* DATA SHOWN:

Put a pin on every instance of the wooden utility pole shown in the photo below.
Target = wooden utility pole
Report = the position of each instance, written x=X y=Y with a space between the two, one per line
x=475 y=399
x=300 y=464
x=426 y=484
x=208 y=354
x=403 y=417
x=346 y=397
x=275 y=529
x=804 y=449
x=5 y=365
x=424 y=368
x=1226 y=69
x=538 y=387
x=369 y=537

* WORK TO BE COMPLETED: For each line above that holds the string "wooden", provide a copy of that line.

* ANSWER SPACE:
Put a pin on every instance of the wooden utility pole shown in the photo below.
Target = wooden utility pole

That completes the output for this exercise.